Stored data:
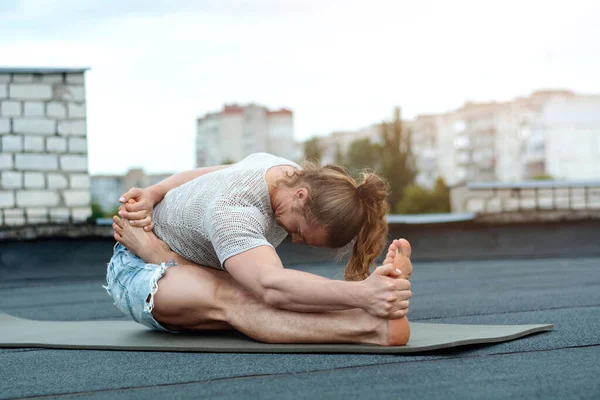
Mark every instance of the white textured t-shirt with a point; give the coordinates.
(221, 214)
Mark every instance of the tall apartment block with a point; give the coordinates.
(238, 131)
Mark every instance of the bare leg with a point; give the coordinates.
(196, 297)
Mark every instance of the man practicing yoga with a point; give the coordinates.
(211, 263)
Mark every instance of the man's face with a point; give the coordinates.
(295, 224)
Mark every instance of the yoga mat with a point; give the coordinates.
(126, 335)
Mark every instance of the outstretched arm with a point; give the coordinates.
(260, 270)
(139, 203)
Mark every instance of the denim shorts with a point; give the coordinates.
(132, 284)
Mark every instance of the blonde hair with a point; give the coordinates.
(348, 210)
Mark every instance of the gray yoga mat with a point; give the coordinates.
(125, 335)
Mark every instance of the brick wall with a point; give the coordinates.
(43, 147)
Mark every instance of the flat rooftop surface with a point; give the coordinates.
(61, 280)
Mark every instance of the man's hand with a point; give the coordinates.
(137, 205)
(386, 295)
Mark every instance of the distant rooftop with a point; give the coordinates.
(41, 70)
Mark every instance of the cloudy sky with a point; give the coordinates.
(339, 64)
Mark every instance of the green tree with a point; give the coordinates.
(340, 159)
(362, 154)
(397, 162)
(312, 150)
(418, 200)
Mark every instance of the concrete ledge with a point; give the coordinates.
(30, 232)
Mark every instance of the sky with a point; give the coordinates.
(156, 66)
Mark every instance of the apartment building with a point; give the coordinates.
(238, 131)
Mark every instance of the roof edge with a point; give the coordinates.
(41, 70)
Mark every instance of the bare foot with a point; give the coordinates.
(399, 254)
(141, 243)
(398, 332)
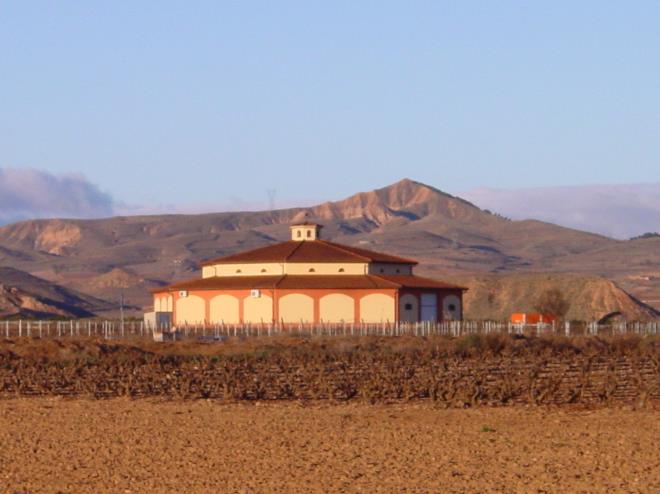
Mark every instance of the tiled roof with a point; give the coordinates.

EXERCISE OBJECTIVE
Which lines run from the one containing "Mark every instance of the green" to the end of the entries above? Write them out exactly, leaving out every picture.

WRITTEN REPLY
Mark every instance of the green tree with a point; give the coordinates.
(340, 159)
(362, 154)
(397, 162)
(312, 150)
(418, 200)
Mark every instance of the concrete ledge with a point; give the coordinates.
(30, 232)
Mark every instance of the sky with a point; give the coordinates.
(156, 66)
Mark every instance of the apartment building with a point; give the coordinates.
(238, 131)
Mark every instance of the roof edge with a point; give the coordinates.
(41, 70)
Mark every instance of the bare foot with a point; give the coordinates.
(399, 254)
(141, 243)
(398, 332)
Mark every instance of the tiled roof with a point; give the coordinates.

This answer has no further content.